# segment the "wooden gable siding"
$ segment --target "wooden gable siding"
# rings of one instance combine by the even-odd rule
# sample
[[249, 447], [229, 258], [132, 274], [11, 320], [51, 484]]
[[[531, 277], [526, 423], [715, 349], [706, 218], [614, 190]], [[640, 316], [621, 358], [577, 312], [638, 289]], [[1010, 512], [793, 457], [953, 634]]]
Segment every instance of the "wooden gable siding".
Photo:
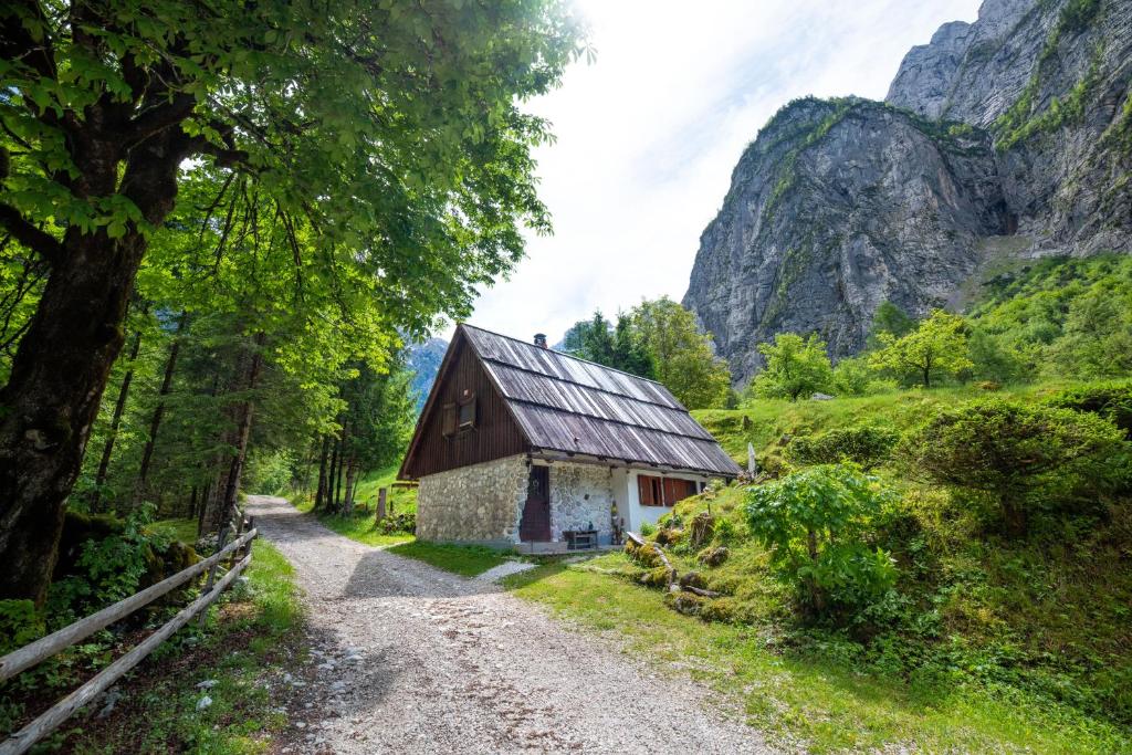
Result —
[[[434, 395], [429, 396], [418, 422], [402, 477], [420, 479], [528, 451], [525, 438], [468, 340], [457, 335], [454, 341], [452, 362], [437, 376]], [[444, 407], [458, 404], [465, 391], [475, 395], [475, 427], [445, 437]]]

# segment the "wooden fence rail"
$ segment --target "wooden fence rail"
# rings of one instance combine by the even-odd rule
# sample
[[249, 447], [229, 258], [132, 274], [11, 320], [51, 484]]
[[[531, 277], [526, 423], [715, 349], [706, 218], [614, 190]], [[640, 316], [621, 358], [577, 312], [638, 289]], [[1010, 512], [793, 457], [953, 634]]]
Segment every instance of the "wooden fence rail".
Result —
[[[75, 624], [71, 624], [59, 632], [50, 634], [42, 640], [36, 640], [32, 644], [25, 645], [19, 650], [12, 651], [3, 658], [0, 658], [0, 681], [15, 676], [32, 666], [35, 666], [51, 655], [54, 655], [59, 651], [91, 636], [98, 629], [126, 618], [139, 608], [152, 603], [179, 585], [182, 585], [192, 577], [204, 573], [205, 569], [211, 569], [229, 554], [234, 556], [240, 548], [248, 547], [258, 532], [258, 530], [252, 529], [239, 539], [230, 542], [226, 547], [216, 551], [208, 558], [194, 564], [189, 568], [178, 572], [173, 576], [163, 580], [157, 584], [151, 585], [142, 592], [130, 595], [126, 600], [119, 601], [109, 608], [104, 608], [97, 614], [92, 614], [84, 619], [79, 619]], [[200, 614], [215, 602], [215, 600], [220, 598], [221, 593], [223, 593], [229, 585], [232, 584], [235, 577], [238, 577], [250, 563], [251, 550], [250, 547], [248, 547], [247, 555], [239, 563], [234, 564], [232, 568], [229, 569], [228, 574], [225, 574], [215, 586], [206, 589], [203, 595], [181, 609], [177, 616], [146, 637], [140, 644], [134, 647], [134, 650], [119, 658], [82, 687], [67, 695], [67, 697], [52, 706], [46, 713], [0, 743], [0, 755], [22, 755], [31, 749], [32, 745], [36, 741], [58, 729], [63, 721], [69, 719], [75, 713], [75, 711], [84, 705], [87, 705], [102, 692], [118, 681], [118, 679], [120, 679], [127, 671], [140, 663], [149, 653], [156, 650], [161, 643], [171, 637], [174, 632], [188, 624], [194, 616]]]

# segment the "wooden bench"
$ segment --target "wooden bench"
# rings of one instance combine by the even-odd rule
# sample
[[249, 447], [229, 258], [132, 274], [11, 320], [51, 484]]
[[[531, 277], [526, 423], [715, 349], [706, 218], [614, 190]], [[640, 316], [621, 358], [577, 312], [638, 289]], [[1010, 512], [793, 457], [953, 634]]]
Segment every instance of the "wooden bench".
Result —
[[597, 530], [563, 530], [567, 550], [592, 550], [598, 547]]

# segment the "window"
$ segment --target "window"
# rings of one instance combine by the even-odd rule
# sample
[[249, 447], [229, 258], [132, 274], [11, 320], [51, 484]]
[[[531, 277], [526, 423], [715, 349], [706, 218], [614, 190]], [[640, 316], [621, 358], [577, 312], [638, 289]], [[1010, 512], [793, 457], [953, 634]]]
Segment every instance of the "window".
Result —
[[471, 430], [475, 427], [475, 394], [460, 402], [460, 429]]
[[637, 492], [642, 506], [675, 506], [676, 501], [696, 495], [696, 483], [691, 480], [640, 474]]
[[445, 404], [440, 413], [440, 435], [451, 438], [456, 435], [456, 405]]

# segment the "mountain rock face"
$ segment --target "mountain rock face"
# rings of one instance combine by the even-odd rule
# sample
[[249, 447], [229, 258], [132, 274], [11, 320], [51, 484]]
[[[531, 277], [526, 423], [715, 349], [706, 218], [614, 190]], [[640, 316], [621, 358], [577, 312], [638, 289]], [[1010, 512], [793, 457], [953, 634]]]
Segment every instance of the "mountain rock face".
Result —
[[446, 351], [448, 351], [448, 342], [444, 338], [429, 338], [409, 346], [408, 367], [413, 372], [410, 387], [417, 397], [418, 413], [424, 407], [424, 402], [436, 381], [436, 374], [440, 371], [440, 362], [444, 361]]
[[923, 316], [998, 255], [1132, 251], [1130, 87], [1132, 0], [986, 0], [885, 103], [805, 98], [758, 132], [684, 303], [744, 381], [777, 333], [852, 354], [882, 302]]

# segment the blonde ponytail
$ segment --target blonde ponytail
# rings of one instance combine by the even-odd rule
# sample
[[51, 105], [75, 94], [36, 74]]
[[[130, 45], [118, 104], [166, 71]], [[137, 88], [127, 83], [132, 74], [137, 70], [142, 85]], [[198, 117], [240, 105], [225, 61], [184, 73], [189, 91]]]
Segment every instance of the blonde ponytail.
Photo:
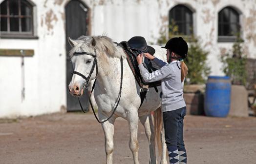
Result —
[[188, 75], [188, 71], [189, 70], [189, 69], [188, 69], [188, 67], [187, 66], [187, 65], [184, 62], [184, 61], [183, 60], [182, 60], [180, 61], [180, 66], [181, 66], [181, 82], [183, 82], [185, 78], [187, 76], [187, 75]]

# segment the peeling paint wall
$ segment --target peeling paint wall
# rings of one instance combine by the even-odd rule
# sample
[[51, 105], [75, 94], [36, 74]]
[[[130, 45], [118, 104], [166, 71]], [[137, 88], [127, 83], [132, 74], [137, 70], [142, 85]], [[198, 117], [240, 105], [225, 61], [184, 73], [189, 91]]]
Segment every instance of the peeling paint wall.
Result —
[[[21, 98], [21, 58], [0, 57], [0, 117], [35, 115], [60, 111], [66, 106], [65, 5], [69, 0], [30, 0], [35, 3], [34, 22], [39, 39], [0, 39], [0, 48], [33, 49], [25, 59], [25, 100]], [[1, 3], [3, 0], [0, 0]], [[218, 42], [218, 12], [231, 6], [241, 13], [244, 50], [256, 58], [256, 0], [81, 0], [90, 9], [90, 34], [106, 33], [114, 41], [143, 36], [156, 43], [167, 29], [170, 10], [177, 4], [193, 11], [194, 34], [210, 52], [212, 75], [223, 75], [219, 58], [232, 42]], [[13, 76], [12, 75], [15, 75]], [[6, 89], [8, 88], [8, 89]], [[12, 94], [10, 94], [11, 93]]]

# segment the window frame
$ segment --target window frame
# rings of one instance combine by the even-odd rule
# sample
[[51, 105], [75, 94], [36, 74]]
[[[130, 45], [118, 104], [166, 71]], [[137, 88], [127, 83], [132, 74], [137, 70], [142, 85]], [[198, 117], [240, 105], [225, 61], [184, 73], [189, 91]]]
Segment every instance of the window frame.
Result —
[[[224, 20], [220, 20], [220, 18], [223, 18], [223, 15], [222, 14], [222, 15], [220, 15], [220, 14], [222, 14], [222, 12], [223, 12], [223, 10], [227, 9], [228, 9], [228, 21], [224, 21]], [[231, 12], [234, 12], [235, 14], [235, 15], [236, 16], [235, 20], [237, 20], [237, 21], [236, 22], [231, 22]], [[232, 31], [231, 30], [231, 25], [235, 24], [237, 26], [237, 32], [241, 33], [241, 19], [240, 19], [240, 15], [241, 13], [239, 12], [239, 11], [237, 11], [236, 9], [234, 8], [234, 7], [232, 7], [231, 6], [226, 6], [220, 10], [218, 12], [218, 20], [217, 20], [217, 36], [218, 36], [218, 42], [234, 42], [235, 41], [236, 39], [236, 35], [235, 34], [233, 34], [233, 35], [220, 35], [220, 33], [223, 33], [223, 31], [221, 31], [221, 32], [220, 32], [220, 28], [222, 28], [222, 30], [223, 30], [223, 28], [224, 28], [224, 26], [225, 25], [228, 25], [229, 26], [229, 31], [228, 33], [232, 33]], [[221, 30], [221, 29], [220, 29]]]
[[[0, 15], [1, 18], [7, 18], [7, 31], [1, 31], [0, 30], [0, 38], [3, 39], [38, 39], [38, 37], [35, 36], [35, 30], [34, 26], [34, 6], [35, 5], [27, 0], [18, 0], [18, 15], [11, 15], [10, 14], [10, 0], [5, 0], [1, 2], [2, 4], [4, 1], [6, 2], [7, 13], [6, 15]], [[21, 15], [21, 3], [26, 4], [26, 6], [31, 10], [31, 15], [28, 16]], [[19, 19], [19, 31], [10, 31], [10, 18], [16, 18]], [[21, 29], [21, 19], [29, 18], [31, 20], [30, 31], [22, 31]]]
[[[171, 17], [173, 17], [175, 18], [175, 10], [176, 10], [177, 7], [181, 7], [181, 9], [182, 10], [181, 12], [182, 13], [182, 14], [181, 16], [181, 20], [179, 20], [178, 21], [175, 21], [174, 20], [174, 18], [172, 18]], [[186, 13], [187, 13], [187, 11], [189, 11], [188, 13], [190, 14], [190, 17], [191, 18], [189, 21], [187, 21], [187, 20], [186, 20]], [[188, 31], [188, 29], [187, 29], [187, 25], [189, 24], [190, 28], [191, 28], [191, 29], [189, 29], [189, 31], [190, 31], [190, 34], [183, 34], [183, 33], [179, 33], [179, 32], [178, 32], [179, 33], [175, 34], [175, 36], [178, 36], [178, 35], [182, 35], [184, 38], [187, 38], [187, 39], [191, 39], [192, 38], [192, 36], [194, 35], [194, 18], [193, 18], [193, 15], [194, 15], [194, 11], [193, 10], [192, 10], [190, 7], [188, 7], [185, 5], [182, 4], [177, 4], [174, 7], [172, 7], [170, 10], [169, 12], [169, 26], [171, 25], [172, 23], [171, 22], [171, 21], [174, 21], [175, 22], [175, 24], [177, 25], [178, 26], [179, 29], [181, 29], [180, 27], [179, 26], [179, 25], [178, 24], [181, 24], [181, 29], [182, 29], [182, 31], [184, 31], [185, 32], [186, 32]], [[172, 16], [172, 17], [171, 17]], [[170, 28], [169, 28], [168, 31], [170, 32]]]

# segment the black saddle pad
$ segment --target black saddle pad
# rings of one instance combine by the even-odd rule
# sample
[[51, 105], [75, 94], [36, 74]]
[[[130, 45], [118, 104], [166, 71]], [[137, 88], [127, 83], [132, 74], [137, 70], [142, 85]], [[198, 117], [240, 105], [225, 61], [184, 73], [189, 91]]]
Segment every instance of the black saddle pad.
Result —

EXERCISE OBJECTIVE: Render the rows from their first line up to and including the line containing "427], [445, 437]]]" as a JSON list of strings, one string per line, with blank lines dropped. Leave the pictures out of the list.

EXPECTED ANSWER:
[
  "# segment the \"wooden gable siding\"",
  "$ segment --target \"wooden gable siding\"",
  "# rings of one instance combine by the even-odd rule",
  "# sample",
  "[[249, 447], [229, 258], [132, 274], [11, 320], [51, 484]]",
  "[[[531, 277], [526, 423], [715, 349], [706, 218], [614, 190]], [[640, 316], [621, 358], [577, 312], [638, 289]], [[1010, 512], [793, 457], [953, 634]]]",
  "Segment every instance of the \"wooden gable siding\".",
  "Photo:",
  "Result —",
  "[[[434, 395], [429, 396], [418, 422], [402, 477], [420, 479], [528, 451], [525, 438], [468, 340], [457, 335], [454, 341], [452, 362], [437, 376]], [[444, 407], [458, 404], [465, 391], [475, 395], [475, 427], [445, 437]]]"
]